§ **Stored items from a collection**
##############################
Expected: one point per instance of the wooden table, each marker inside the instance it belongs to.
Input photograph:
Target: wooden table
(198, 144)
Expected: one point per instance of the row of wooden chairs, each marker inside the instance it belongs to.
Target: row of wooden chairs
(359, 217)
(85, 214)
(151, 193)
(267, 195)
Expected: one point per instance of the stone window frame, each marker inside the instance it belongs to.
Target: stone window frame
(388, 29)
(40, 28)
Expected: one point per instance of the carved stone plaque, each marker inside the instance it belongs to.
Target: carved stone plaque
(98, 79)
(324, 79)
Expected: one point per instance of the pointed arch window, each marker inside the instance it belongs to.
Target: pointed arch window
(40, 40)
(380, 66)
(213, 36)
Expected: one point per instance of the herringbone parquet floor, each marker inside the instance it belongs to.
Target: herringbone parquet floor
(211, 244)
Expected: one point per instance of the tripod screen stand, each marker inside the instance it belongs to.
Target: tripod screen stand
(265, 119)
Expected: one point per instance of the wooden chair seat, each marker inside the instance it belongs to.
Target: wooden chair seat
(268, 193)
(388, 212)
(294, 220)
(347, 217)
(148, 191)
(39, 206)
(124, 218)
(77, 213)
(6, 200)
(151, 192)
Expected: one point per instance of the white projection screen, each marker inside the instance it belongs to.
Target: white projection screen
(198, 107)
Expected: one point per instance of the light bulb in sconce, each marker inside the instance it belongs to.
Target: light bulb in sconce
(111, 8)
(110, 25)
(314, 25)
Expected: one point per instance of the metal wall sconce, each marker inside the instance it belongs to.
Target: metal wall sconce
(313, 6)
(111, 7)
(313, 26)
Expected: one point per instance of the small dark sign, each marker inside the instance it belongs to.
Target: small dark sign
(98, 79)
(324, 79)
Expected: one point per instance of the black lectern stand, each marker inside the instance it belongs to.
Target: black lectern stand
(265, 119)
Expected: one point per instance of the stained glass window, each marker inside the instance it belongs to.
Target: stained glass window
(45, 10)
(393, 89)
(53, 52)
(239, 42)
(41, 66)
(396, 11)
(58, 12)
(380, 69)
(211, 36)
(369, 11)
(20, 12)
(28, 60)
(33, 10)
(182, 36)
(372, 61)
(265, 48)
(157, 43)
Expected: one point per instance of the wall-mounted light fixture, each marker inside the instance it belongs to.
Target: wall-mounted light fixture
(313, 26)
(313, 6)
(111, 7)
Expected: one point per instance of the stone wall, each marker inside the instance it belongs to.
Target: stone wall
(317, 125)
##############################
§ **WHAT TO DO**
Transcribe the records above exactly, keeping every line.

§ **ANSWER BOX**
Expected: one point per instance of the wooden table, each marker inside the instance it belongs to.
Input photograph:
Target: wooden table
(198, 144)
Expected: one point per instance of the row of wooden chairs, each marker inside the instance it belongs to.
Target: row of wooden chairs
(359, 217)
(85, 214)
(151, 193)
(267, 195)
Expected: one point per instance of the stone window frame, each marker inside the instance it belongs to.
Target: stone window frame
(388, 29)
(40, 28)
Expected: one point per instance of the carved stone plaque, each marker inside the instance it belongs to.
Target: carved stone plaque
(98, 79)
(324, 79)
Expected: one point per instance of the pointed arch window, each marker inside the instance it belongs to.
Target: pointed arch window
(40, 40)
(380, 66)
(213, 36)
Expected: one point per instance of the herringbone parquet floor, each marker inside the instance it belongs to.
Target: herringbone parquet floor
(211, 244)
Expected: one point per instance of the tripod screen stand, each marker inside the instance it belongs to.
Target: tripod screen stand
(265, 119)
Expected: one point per instance of the wooden chair seat, each marker inside the instance it belongs to.
Target: wooden chair seat
(268, 193)
(388, 212)
(294, 220)
(347, 217)
(148, 191)
(39, 206)
(124, 218)
(77, 213)
(6, 200)
(151, 192)
Expected: one point per instance of the white projection screen, each marker inside the instance it belongs to.
Target: white projection screen
(198, 107)
Expected: one point per instance of the light bulb in sconce, each marker inside the instance it belongs to.
Target: light bulb in sconce
(111, 8)
(110, 25)
(314, 25)
Expected: one point per instance of the metal wall sconce, each marker inside the instance it belongs to.
Target: metal wall sconce
(313, 6)
(111, 7)
(313, 26)
Expected: one point per instance of the small dark sign, each marker inside the instance it belongs to.
Target: small dark sign
(98, 79)
(324, 79)
Expected: one point per instance of the black lectern stand, each marker inside the instance it belongs to.
Target: black lectern stand
(265, 119)
Expected: one point per instance of the stained glass window, each marker inside the instance it belongs to.
Target: stained glass window
(45, 10)
(393, 89)
(53, 52)
(239, 42)
(41, 66)
(396, 11)
(58, 12)
(380, 69)
(211, 36)
(369, 11)
(20, 12)
(28, 60)
(33, 10)
(182, 36)
(372, 61)
(265, 48)
(157, 43)
Expected: one point per instance of the wall-mounted light fixture, each marker inside the instance it belongs to.
Target: wall-mounted light fixture
(313, 26)
(313, 6)
(111, 7)
Expected: one point per instance of the stone wall, each marker inside the instance it belongs to.
Target: stone wall
(317, 125)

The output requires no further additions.